## SHORT PROBLEM 1
Translate this sentence from the Seventh Circuit order into Spanish: "Durigan prefers, however, to pump his drinking water from a private well on his property."
## SHORT PROBLEM 2
Carry on the Seventh Circuit order in Durigan's water-connection appeal from the point where it stops.

## EXCERPTED TEXT

Owen S. DURIGAN, Plaintiff-Appellant, v. SANITARY DISTRICT NO. 4-TOWN OF BROOKFIELD, et al., Defendants-Appellees.
    No. 00-3024.
    United States Court of Appeals, Seventh Circuit.
    Submitted Feb. 22, 2001.
    
    Decided Feb. 26, 2001.
    
      Before Hon. WILLIAM J. BAUER, Hon. RICHARD D. CUDAHY, and Hon. RICHARD A. POSNER, Circuit Judges.
    
      
       After an examination of the briefs and the record, we have concluded that oral argument is unnecessary. Thus, the appeal is submitted on the briefs and the record. See Fed. R.App. P. 34(a)(2).
    
   ORDER

Sanitary District No. 4, the municipal entity that provides water and sewer services in Brookfield, Wisconsin, ordered Owen Durigan to connect his Brookfield home to the municipal water system. Durigan prefers, however, to pump his drinking water from a private well on his property. He refused to comply and filed this pro se civil rights lawsuit against the Sanitary District, its Commissioners, and the Town of Brookfield, seeking relief from the District’s order. The district court granted summary judgment to the defendants. Durigan appeals, and we affirm.

## DATA RECORDS
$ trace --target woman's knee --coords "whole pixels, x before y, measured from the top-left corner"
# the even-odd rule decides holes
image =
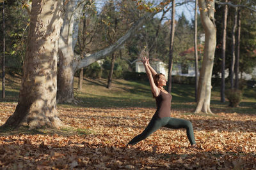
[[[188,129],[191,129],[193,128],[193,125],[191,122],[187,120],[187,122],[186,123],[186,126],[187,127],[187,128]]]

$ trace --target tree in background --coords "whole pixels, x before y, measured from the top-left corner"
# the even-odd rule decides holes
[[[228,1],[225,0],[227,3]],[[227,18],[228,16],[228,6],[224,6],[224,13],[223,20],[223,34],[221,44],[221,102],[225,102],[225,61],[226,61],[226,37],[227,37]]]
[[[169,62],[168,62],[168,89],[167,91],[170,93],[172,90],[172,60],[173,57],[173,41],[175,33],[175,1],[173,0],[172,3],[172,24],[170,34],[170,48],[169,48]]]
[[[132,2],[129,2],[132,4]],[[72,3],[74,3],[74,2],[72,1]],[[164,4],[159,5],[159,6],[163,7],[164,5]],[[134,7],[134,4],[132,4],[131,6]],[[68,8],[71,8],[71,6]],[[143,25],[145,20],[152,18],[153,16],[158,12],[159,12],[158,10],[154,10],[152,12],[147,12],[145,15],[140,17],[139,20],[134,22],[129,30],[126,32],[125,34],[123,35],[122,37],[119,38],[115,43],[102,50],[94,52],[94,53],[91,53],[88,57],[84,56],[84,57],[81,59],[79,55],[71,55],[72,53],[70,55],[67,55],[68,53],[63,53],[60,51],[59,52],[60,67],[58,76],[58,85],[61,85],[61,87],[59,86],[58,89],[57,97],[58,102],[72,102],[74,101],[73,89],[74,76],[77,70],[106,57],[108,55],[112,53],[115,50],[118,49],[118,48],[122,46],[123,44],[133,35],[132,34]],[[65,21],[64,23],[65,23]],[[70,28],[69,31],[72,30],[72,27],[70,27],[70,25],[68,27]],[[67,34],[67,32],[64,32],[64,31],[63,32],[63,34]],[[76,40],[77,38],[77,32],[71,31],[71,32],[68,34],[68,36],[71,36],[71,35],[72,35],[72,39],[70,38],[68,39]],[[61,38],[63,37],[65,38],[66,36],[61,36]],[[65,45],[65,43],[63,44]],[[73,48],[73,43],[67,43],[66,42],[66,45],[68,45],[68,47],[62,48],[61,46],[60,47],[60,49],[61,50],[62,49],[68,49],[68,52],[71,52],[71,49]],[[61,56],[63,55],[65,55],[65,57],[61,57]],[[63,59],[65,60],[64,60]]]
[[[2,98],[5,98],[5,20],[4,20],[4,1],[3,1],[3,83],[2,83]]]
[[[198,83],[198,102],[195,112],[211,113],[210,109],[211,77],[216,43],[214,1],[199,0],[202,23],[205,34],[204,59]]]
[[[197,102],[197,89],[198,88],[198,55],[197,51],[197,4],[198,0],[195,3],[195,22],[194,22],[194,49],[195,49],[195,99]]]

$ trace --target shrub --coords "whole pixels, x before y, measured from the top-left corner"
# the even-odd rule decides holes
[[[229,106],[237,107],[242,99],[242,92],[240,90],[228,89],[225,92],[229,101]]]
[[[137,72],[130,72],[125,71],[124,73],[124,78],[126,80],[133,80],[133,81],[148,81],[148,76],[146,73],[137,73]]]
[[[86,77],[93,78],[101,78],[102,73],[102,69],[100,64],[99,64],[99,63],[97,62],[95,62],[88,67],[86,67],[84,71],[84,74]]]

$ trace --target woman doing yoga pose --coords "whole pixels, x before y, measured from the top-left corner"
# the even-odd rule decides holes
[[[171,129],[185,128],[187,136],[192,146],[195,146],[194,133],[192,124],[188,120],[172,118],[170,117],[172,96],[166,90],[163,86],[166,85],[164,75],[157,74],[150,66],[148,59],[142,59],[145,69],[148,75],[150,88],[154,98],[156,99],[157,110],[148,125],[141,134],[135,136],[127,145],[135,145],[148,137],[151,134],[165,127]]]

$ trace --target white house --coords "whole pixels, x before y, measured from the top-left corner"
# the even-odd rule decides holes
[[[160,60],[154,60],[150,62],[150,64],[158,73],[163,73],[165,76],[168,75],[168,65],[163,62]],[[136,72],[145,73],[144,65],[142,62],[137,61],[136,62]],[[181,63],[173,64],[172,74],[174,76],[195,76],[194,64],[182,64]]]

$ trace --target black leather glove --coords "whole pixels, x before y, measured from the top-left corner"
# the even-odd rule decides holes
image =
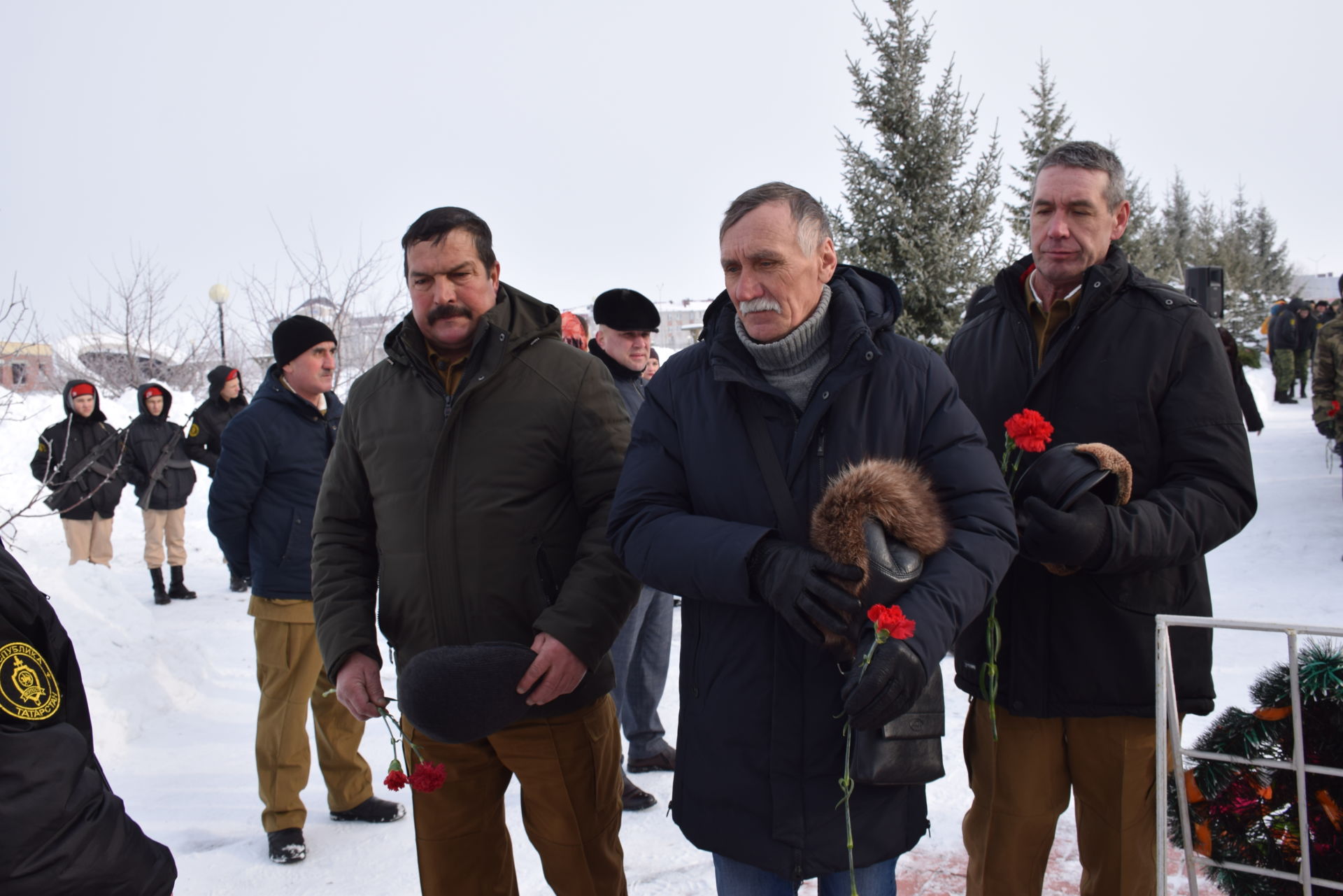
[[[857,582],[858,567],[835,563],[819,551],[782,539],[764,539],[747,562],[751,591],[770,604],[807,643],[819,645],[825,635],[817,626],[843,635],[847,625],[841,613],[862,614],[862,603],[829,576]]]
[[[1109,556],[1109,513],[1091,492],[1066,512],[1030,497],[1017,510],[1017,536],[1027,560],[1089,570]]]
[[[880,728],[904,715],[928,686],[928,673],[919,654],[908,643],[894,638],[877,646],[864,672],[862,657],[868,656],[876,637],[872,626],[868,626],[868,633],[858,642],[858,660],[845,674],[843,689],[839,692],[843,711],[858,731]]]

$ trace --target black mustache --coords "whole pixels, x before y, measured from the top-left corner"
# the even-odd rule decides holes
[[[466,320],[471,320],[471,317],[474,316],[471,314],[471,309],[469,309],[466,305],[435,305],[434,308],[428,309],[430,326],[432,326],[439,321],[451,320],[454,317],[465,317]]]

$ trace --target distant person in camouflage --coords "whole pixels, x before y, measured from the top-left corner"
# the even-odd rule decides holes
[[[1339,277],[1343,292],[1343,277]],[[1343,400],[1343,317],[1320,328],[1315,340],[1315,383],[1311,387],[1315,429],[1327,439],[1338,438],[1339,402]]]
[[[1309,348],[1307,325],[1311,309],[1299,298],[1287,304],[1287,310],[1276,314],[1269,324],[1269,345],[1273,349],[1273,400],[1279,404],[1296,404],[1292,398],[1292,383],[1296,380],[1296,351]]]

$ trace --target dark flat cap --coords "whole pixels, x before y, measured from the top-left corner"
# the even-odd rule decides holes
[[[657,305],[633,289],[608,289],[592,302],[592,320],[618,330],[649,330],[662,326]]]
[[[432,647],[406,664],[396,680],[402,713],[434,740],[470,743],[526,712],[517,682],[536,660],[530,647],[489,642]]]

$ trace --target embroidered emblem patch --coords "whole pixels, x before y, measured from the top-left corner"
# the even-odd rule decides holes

## WRITTEN ANSWER 1
Durigan prefiere, sin embargo, bombear su agua potable de un pozo privado ubicado en su propiedad.

## WRITTEN ANSWER 2
When Durigan bought his home some time ago, Brookfield’s municipal water system did not reach his subdivision, Lookout Hill, so he pumped his drinking water from a private well on his property. In 1995 Sanitary District No. 4 notified Durigan and his neighbors that it planned to extend water service to Lookout Hill and that all subdivision residents would be required to connect. Durigan sought to head off the District’s expansion by suing it in state court. Durigan claimed that the District was required to submit its proposed expansion to a local referendum, but the Wisconsin courts dismissed his complaint and rejected his appeals.

In May 1997 the Sanitary District amended an existing ordinance to require all Brookfield property owners to connect to the municipal water supply within two years of the installation of a water main abutting their property. If a property owner failed to comply, the District was authorized to complete the connection and charge the property owner for the work. Brookfield simultaneously enacted § 15.22 of the Town Code requiring that property owners disconnect their homes from and discontinue using any private wells on their property once they connected to the water main. Property owners who wished to maintain their private wells after connecting to the water main could apply to the Sanitary District and the Wisconsin Department of Natural Resources for a Well Operation Permit, which would be conditioned upon water quality tests verifying that the private well was not contaminated.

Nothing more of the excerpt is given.